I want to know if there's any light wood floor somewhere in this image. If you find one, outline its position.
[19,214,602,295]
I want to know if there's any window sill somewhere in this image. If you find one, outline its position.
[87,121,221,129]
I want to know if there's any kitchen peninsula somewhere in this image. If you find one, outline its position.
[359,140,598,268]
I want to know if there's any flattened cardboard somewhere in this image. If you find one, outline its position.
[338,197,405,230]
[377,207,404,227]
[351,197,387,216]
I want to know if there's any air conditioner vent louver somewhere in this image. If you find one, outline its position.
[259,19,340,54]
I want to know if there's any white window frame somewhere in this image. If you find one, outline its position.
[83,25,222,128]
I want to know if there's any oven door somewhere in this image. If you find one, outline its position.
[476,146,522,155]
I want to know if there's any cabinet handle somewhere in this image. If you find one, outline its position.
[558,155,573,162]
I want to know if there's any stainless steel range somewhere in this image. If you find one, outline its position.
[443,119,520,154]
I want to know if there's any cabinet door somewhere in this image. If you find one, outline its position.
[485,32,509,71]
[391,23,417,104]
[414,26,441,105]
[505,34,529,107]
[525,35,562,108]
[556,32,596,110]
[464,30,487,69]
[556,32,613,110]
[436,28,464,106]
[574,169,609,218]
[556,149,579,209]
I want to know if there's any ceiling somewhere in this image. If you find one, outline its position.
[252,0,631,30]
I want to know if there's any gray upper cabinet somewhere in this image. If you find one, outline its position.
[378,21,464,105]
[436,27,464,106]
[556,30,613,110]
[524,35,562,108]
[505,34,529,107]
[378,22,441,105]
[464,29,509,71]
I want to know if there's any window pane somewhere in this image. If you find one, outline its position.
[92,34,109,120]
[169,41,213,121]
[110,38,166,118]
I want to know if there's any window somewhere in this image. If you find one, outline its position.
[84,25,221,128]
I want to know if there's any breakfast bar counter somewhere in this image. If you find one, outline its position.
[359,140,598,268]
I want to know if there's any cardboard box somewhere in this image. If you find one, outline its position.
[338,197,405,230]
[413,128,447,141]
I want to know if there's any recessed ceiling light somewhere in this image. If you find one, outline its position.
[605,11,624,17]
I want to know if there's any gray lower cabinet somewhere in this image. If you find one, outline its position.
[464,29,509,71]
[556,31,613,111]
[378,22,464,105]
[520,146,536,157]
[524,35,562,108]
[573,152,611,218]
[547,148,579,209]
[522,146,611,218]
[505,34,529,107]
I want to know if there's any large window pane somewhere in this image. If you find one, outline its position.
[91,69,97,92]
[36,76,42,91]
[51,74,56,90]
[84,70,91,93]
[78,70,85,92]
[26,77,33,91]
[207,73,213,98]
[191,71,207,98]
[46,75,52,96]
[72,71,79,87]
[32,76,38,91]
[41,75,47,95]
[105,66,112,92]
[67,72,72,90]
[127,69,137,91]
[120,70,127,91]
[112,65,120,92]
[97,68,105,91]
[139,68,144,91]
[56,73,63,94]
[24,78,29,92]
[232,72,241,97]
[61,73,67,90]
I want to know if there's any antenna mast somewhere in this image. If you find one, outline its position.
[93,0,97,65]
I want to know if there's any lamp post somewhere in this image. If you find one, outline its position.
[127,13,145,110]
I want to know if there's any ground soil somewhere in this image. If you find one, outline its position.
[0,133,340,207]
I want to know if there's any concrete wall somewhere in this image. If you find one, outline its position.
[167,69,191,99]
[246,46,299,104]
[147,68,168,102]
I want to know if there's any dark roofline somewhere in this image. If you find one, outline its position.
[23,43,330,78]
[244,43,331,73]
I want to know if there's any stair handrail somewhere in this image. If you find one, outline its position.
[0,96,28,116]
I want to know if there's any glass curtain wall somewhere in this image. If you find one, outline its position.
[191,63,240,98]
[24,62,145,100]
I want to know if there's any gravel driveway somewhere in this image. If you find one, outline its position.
##########
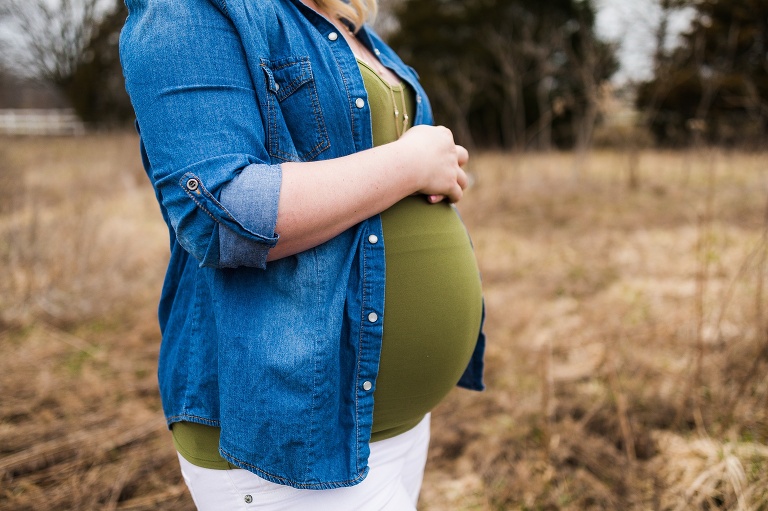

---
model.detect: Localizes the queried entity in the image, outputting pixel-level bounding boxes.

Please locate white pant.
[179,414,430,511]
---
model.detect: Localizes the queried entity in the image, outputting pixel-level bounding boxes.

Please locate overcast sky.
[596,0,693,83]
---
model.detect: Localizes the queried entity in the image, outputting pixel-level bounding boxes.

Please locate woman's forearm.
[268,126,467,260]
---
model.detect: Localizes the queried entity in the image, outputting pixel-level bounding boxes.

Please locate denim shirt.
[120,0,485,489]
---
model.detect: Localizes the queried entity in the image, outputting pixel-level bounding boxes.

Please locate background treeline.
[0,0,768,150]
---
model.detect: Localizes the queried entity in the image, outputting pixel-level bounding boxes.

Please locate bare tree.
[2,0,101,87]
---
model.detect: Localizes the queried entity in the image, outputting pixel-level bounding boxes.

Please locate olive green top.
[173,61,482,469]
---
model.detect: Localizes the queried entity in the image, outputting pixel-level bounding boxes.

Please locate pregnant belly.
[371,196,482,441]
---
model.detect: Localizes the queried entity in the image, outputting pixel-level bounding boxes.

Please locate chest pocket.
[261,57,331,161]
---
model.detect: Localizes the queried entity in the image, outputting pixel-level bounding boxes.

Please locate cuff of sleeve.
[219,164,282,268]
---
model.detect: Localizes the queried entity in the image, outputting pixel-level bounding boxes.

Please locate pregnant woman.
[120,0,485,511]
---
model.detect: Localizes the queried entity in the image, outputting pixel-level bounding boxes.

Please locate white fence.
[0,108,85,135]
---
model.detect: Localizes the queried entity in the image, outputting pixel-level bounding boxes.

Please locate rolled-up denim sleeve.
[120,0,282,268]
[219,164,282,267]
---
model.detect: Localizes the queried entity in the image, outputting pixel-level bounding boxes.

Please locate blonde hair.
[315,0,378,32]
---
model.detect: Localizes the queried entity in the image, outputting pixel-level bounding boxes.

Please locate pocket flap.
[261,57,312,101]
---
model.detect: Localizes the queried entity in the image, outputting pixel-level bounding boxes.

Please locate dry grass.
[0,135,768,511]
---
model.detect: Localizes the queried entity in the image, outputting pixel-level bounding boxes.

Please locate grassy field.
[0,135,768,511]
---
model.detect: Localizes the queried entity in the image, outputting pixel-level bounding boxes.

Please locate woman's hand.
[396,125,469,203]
##########
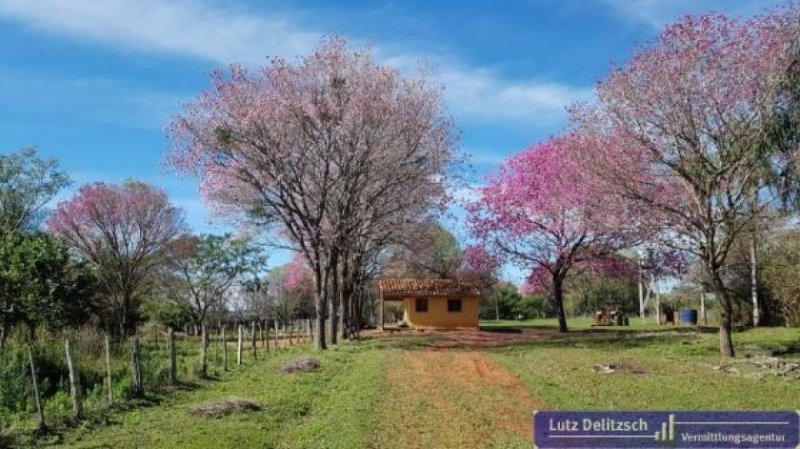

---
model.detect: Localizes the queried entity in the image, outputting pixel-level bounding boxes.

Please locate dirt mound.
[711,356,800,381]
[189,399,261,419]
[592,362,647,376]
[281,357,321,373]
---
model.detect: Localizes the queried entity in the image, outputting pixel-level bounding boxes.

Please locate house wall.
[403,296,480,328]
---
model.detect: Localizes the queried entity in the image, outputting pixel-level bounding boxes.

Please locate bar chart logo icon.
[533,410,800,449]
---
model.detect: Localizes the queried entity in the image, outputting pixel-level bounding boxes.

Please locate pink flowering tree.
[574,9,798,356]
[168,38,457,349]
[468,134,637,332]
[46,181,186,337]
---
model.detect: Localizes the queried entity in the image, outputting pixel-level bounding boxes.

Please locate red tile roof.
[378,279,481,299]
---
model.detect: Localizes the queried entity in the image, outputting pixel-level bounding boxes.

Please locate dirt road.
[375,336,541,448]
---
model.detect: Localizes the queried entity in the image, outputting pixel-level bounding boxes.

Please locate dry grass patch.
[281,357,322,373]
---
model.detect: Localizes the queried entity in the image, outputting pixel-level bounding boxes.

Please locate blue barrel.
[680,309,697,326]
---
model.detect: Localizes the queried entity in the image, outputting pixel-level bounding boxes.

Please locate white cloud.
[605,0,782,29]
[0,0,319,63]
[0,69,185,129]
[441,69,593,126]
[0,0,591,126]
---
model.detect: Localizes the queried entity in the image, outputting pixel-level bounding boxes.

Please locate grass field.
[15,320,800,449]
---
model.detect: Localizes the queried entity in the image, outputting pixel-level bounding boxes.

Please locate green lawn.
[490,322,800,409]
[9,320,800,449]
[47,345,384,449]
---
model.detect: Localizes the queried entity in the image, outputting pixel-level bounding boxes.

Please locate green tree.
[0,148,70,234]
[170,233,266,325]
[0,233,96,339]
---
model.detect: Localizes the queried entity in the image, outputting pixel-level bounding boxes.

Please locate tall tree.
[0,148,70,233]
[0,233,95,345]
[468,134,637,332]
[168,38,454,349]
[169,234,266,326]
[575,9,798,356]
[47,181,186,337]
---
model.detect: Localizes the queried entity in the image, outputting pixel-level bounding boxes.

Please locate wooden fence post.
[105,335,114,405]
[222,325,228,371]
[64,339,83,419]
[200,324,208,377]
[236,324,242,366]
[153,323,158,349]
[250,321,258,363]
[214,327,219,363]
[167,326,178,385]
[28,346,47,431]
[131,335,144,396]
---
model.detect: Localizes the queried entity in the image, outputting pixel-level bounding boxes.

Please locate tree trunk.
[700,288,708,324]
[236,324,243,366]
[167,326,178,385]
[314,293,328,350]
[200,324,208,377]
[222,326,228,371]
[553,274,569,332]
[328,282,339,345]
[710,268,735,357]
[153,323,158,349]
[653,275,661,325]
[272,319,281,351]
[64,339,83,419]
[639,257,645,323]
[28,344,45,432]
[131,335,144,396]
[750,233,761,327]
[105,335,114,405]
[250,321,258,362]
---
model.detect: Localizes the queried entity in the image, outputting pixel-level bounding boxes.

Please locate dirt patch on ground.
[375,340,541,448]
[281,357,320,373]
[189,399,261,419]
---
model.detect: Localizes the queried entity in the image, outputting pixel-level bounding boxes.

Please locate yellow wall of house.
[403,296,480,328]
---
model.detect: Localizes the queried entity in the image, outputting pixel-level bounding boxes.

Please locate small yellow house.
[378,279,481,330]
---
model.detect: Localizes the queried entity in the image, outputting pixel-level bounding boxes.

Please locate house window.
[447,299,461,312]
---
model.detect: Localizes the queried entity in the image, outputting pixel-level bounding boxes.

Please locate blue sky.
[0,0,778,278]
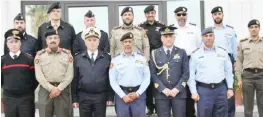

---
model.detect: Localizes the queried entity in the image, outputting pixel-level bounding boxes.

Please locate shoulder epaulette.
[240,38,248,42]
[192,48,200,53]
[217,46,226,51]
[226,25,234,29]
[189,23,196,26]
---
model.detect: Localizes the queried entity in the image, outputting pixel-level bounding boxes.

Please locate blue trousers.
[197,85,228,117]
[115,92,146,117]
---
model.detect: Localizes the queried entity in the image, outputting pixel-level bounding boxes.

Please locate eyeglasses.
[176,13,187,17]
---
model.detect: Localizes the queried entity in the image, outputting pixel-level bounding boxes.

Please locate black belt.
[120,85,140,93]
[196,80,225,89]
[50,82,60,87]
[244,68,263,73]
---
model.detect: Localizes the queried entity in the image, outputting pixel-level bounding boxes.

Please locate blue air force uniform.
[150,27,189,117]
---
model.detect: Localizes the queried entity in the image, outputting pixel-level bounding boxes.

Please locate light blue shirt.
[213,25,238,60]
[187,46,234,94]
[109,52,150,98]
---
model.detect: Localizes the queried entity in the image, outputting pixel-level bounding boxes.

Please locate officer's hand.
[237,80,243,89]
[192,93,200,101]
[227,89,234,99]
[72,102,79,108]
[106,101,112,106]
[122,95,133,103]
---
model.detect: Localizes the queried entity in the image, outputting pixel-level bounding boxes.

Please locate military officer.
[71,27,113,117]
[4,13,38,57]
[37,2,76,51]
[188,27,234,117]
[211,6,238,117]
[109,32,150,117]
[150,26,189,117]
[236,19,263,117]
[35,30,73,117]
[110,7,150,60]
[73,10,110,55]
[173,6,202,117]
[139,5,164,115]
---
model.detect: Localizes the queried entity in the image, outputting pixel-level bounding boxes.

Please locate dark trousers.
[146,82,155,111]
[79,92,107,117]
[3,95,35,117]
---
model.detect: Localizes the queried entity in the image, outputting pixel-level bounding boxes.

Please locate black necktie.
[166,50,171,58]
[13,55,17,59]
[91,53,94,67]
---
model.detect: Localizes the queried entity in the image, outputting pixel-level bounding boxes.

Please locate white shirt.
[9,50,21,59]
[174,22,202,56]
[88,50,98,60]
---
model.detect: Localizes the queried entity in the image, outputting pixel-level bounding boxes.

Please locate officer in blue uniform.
##########
Exercise:
Show every line of the records that holds the word "gray", copying each line in full.

Result:
I want to know if there's any gray upper cabinet somewhere in this image. If you find one, outline its position.
I want to know if there's any gray lower cabinet somewhere in this image. If you find one, outline its position.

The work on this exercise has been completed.